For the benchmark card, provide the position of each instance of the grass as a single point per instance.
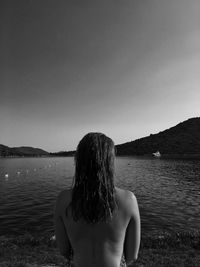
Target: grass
(166, 249)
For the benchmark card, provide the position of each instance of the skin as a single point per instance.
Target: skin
(101, 244)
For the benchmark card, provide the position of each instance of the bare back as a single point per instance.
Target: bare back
(100, 244)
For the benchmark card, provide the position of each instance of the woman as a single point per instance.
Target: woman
(95, 220)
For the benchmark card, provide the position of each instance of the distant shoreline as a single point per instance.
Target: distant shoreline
(147, 156)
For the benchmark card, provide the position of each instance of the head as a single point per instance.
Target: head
(93, 191)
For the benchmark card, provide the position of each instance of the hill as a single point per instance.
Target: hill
(63, 154)
(23, 151)
(181, 139)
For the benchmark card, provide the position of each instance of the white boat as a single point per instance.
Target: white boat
(156, 154)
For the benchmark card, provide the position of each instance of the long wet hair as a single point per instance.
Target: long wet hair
(93, 192)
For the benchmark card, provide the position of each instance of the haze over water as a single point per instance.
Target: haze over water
(168, 192)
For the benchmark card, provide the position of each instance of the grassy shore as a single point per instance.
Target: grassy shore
(165, 249)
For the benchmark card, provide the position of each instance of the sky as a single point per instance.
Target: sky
(127, 68)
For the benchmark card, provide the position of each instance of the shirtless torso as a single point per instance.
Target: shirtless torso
(101, 244)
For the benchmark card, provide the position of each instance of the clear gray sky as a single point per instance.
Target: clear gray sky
(126, 68)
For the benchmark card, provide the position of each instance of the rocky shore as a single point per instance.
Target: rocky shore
(165, 249)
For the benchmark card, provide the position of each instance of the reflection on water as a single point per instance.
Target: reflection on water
(168, 192)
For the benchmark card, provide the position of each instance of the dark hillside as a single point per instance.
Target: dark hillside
(183, 138)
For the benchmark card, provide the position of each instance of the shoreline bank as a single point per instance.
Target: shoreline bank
(165, 249)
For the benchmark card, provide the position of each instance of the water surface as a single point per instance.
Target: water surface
(168, 192)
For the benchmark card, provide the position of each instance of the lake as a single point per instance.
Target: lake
(168, 192)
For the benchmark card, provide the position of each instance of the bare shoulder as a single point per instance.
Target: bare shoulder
(127, 200)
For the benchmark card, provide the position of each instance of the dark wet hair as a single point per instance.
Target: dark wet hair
(93, 193)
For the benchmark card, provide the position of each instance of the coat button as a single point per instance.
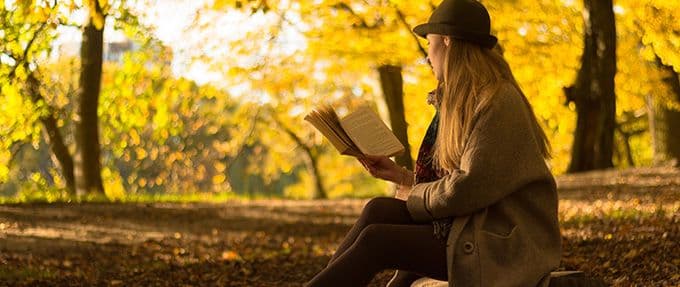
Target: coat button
(468, 247)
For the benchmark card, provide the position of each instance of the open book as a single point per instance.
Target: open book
(361, 132)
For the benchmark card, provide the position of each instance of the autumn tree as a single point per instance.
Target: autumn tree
(593, 91)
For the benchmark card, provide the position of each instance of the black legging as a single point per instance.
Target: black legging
(385, 237)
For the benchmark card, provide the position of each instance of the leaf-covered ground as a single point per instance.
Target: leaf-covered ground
(620, 226)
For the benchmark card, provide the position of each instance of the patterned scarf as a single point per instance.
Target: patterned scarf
(425, 170)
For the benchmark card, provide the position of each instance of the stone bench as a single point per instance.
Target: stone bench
(557, 279)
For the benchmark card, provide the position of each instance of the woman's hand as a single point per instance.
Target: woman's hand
(384, 168)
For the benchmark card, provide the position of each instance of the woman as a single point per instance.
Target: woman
(480, 209)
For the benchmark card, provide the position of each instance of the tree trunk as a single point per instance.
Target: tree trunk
(393, 92)
(87, 156)
(58, 150)
(593, 91)
(666, 121)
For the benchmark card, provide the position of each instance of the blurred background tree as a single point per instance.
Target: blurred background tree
(218, 108)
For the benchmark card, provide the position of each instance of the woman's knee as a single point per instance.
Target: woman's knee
(371, 238)
(384, 210)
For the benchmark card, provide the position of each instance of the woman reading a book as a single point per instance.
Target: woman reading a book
(480, 207)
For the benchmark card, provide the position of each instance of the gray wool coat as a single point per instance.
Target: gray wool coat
(503, 200)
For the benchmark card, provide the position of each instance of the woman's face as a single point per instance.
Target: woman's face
(436, 50)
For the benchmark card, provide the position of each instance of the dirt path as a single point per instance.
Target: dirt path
(620, 226)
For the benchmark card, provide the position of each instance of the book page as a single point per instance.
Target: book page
(370, 133)
(326, 121)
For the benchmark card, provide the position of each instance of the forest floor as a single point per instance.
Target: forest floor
(620, 226)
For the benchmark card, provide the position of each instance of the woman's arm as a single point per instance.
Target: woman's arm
(501, 154)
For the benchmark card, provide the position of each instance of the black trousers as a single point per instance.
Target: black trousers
(385, 237)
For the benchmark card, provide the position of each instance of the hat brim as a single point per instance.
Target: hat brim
(482, 39)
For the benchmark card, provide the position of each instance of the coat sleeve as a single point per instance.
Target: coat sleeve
(502, 154)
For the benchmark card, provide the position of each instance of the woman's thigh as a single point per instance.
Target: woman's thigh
(386, 210)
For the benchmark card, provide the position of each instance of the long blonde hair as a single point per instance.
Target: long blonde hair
(472, 76)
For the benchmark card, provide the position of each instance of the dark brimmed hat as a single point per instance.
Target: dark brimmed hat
(466, 20)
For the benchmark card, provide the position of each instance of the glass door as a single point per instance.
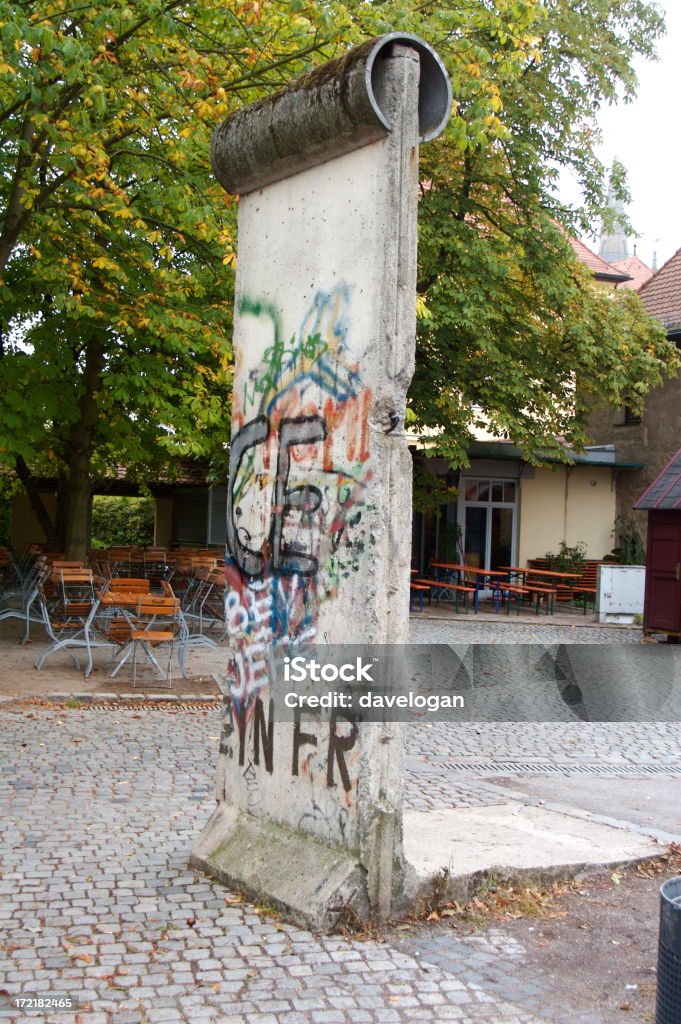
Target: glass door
(488, 522)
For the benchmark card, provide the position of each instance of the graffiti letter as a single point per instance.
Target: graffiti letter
(255, 432)
(338, 745)
(299, 739)
(301, 430)
(266, 732)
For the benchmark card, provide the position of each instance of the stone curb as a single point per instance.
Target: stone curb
(120, 697)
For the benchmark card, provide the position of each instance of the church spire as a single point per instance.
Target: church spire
(613, 239)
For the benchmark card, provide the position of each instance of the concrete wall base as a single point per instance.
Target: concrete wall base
(308, 881)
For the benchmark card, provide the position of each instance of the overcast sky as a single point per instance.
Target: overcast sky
(645, 137)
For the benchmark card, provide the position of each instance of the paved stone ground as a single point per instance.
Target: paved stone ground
(99, 809)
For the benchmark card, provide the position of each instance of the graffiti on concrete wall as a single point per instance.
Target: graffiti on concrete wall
(296, 493)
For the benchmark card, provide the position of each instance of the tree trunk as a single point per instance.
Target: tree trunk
(81, 444)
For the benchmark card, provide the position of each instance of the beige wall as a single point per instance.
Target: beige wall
(571, 504)
(26, 528)
(651, 442)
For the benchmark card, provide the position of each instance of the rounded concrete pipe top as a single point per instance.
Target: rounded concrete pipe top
(328, 113)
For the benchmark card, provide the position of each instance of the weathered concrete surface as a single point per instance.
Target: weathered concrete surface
(513, 838)
(310, 882)
(324, 115)
(318, 508)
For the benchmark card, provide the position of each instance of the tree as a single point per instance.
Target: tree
(514, 335)
(116, 246)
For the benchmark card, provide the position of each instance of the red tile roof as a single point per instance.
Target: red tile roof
(598, 266)
(665, 492)
(636, 269)
(662, 294)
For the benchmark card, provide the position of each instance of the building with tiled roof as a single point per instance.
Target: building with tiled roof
(662, 295)
(652, 439)
(636, 269)
(601, 270)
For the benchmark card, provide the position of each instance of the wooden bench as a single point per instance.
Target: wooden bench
(456, 588)
(540, 591)
(420, 589)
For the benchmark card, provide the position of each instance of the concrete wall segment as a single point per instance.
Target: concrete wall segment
(318, 498)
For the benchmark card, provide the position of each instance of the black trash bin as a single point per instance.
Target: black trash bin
(668, 1006)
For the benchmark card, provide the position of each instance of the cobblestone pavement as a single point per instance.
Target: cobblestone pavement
(99, 809)
(504, 629)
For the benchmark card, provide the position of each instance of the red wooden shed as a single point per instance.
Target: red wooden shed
(662, 610)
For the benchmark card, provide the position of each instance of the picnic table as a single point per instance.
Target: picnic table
(545, 583)
(480, 580)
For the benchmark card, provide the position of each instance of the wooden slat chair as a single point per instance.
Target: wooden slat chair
(456, 590)
(158, 625)
(67, 598)
(513, 592)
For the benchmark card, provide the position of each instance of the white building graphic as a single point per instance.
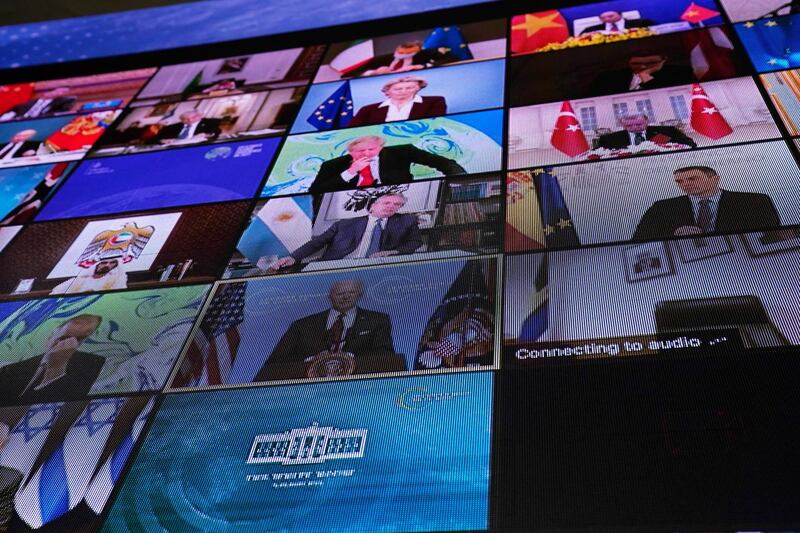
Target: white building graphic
(309, 445)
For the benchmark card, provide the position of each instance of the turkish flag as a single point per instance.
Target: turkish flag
(706, 118)
(567, 135)
(15, 94)
(696, 14)
(532, 31)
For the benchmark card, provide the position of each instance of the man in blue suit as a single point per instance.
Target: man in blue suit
(382, 232)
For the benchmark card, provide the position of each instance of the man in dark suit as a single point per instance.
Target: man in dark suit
(614, 22)
(380, 233)
(402, 102)
(637, 129)
(705, 208)
(192, 126)
(368, 163)
(51, 102)
(406, 57)
(20, 145)
(343, 340)
(60, 373)
(644, 72)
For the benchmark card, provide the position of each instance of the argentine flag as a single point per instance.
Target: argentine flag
(277, 229)
(60, 484)
(103, 482)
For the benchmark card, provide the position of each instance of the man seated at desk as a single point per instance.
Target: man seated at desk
(705, 208)
(382, 232)
(636, 129)
(61, 372)
(107, 275)
(191, 127)
(614, 22)
(340, 341)
(369, 163)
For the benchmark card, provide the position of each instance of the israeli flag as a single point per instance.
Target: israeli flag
(60, 484)
(25, 441)
(103, 482)
(279, 228)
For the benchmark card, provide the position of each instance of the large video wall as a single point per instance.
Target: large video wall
(534, 270)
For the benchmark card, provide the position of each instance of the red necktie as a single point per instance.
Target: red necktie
(335, 333)
(365, 177)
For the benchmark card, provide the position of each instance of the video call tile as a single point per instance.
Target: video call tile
(403, 318)
(141, 250)
(73, 347)
(395, 223)
(200, 174)
(414, 51)
(607, 22)
(408, 454)
(650, 198)
(59, 462)
(392, 154)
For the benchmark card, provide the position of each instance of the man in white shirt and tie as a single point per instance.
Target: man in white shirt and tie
(368, 163)
(342, 340)
(614, 22)
(382, 232)
(705, 208)
(20, 145)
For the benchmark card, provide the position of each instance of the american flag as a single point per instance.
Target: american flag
(212, 351)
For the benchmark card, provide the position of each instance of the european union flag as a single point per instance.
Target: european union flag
(559, 231)
(336, 111)
(773, 43)
(449, 37)
(536, 322)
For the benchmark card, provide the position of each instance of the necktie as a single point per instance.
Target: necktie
(375, 239)
(704, 215)
(365, 177)
(9, 151)
(184, 134)
(335, 333)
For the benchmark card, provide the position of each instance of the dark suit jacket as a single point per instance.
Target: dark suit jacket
(619, 81)
(369, 340)
(737, 212)
(431, 57)
(620, 139)
(27, 145)
(629, 23)
(394, 166)
(401, 233)
(82, 371)
(431, 106)
(208, 126)
(60, 104)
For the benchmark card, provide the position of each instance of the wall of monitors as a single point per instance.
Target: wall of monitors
(496, 268)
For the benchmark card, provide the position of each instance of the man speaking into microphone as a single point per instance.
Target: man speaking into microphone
(369, 163)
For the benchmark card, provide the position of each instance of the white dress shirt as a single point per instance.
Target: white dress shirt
(373, 166)
(361, 249)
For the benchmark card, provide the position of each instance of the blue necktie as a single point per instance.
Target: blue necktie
(375, 239)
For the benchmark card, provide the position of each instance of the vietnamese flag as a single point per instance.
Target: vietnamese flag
(567, 135)
(706, 118)
(532, 31)
(697, 14)
(79, 133)
(15, 94)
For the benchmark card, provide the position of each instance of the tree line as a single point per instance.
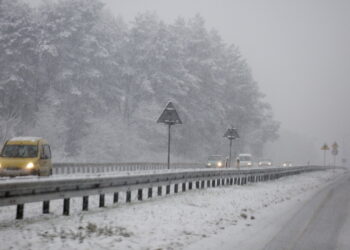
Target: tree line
(93, 84)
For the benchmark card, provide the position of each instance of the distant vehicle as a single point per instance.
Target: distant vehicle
(265, 163)
(216, 161)
(25, 156)
(287, 164)
(245, 160)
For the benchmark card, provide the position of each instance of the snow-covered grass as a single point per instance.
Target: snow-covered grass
(189, 219)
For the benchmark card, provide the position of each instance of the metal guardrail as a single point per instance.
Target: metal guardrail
(46, 189)
(71, 168)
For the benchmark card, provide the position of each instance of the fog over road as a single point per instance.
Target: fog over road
(322, 223)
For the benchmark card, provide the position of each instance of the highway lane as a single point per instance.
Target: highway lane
(322, 223)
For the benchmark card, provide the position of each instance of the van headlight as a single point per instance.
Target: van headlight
(30, 165)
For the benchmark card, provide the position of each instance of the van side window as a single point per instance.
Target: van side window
(47, 151)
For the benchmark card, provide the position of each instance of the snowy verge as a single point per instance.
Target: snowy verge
(199, 219)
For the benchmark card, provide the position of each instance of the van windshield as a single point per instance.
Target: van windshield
(20, 151)
(215, 158)
(245, 158)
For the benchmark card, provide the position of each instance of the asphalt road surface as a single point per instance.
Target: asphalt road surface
(322, 223)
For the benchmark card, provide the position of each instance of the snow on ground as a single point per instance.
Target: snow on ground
(197, 219)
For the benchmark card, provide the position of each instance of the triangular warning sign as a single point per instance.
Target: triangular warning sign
(169, 115)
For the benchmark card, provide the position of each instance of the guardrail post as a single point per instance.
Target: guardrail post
(46, 207)
(128, 196)
(20, 211)
(102, 200)
(139, 194)
(115, 197)
(85, 203)
(66, 206)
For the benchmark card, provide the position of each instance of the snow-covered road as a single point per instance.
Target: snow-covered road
(216, 218)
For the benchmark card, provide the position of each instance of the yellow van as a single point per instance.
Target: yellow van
(25, 156)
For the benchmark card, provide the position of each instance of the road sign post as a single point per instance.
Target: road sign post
(169, 117)
(231, 134)
(324, 148)
(335, 152)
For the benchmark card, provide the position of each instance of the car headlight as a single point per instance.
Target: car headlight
(30, 165)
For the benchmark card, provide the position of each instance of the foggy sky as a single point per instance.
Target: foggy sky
(299, 53)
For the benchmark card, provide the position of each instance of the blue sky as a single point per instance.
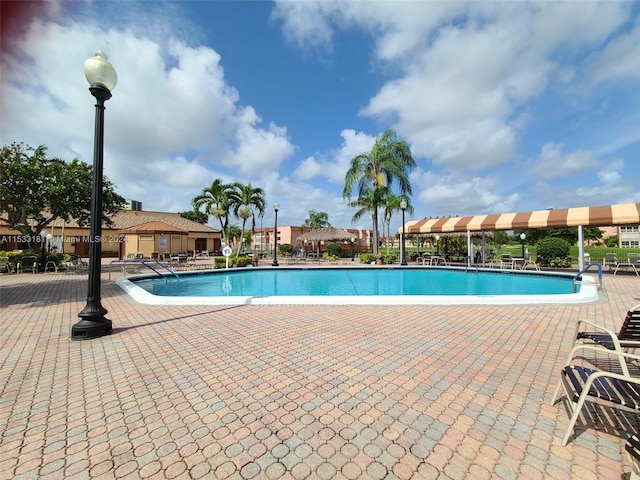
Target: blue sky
(507, 106)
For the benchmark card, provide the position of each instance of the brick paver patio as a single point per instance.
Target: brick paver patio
(294, 392)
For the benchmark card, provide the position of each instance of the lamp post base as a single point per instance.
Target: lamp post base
(88, 329)
(92, 323)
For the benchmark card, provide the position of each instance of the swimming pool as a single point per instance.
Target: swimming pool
(360, 285)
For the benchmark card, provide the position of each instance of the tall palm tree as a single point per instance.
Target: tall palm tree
(245, 201)
(366, 203)
(214, 200)
(392, 204)
(389, 160)
(317, 220)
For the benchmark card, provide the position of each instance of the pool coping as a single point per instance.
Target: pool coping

______________________________

## Exercise prompt
Beginning with the line containing "sign as a single point per instance." and ending with the last line of the material, output each line exactly; do not include pictures.

## Answer to this task
For the benchmark card, provide the position of each instance of the triangular warning sign as a single point per instance.
Target: triangular warning sign
(169, 115)
For the benchmark card, provide the position of each instance of the guardrail post as a single point per instance.
Target: guardrail post
(46, 207)
(128, 196)
(20, 211)
(102, 200)
(139, 194)
(115, 197)
(85, 203)
(66, 206)
For the benchmark card, provide the position of each instance of the snow-covered road as a single point per instance.
Target: snow-covered road
(216, 218)
For the benchmark card, provide the position of each instance of the yellow van as a single point per instance.
Target: yellow van
(25, 156)
For the benchmark card, provide the position of each instance of the road sign post as a single point per instance.
Target: road sign post
(169, 117)
(231, 134)
(324, 148)
(335, 152)
For the benchmark card, provide the position of each instance of the car headlight as a single point per instance.
Target: car headlight
(30, 165)
For the benchmark card, provide the position of each instance of the foggy sky as a single point per instance.
Target: foggy sky
(299, 53)
For the benchmark card, provide the position of each instance of the blue sky as a single point per instance.
Target: blue sky
(507, 106)
For the benchmark card, provide the position of each instance of the brick paver patio as a single point per instance.
Target: brick paver patio
(294, 392)
For the benchmark card, provide the position of each instance of the lamp post base as a single point per instance.
Target: lamp post base
(88, 329)
(92, 323)
For the benchmark card, provide the position of each instance of the swimming pool as a single point per instance.
Target: swimming pool
(360, 285)
For the benchmark card, provide the position of each instance of the tall palm tree as a single point per instance.
Target: tall palm tree
(245, 201)
(366, 203)
(214, 200)
(392, 204)
(389, 160)
(317, 220)
For the benchmark card, provide the position of each instance of the pool coping as a single point per instance.
Target: pool coping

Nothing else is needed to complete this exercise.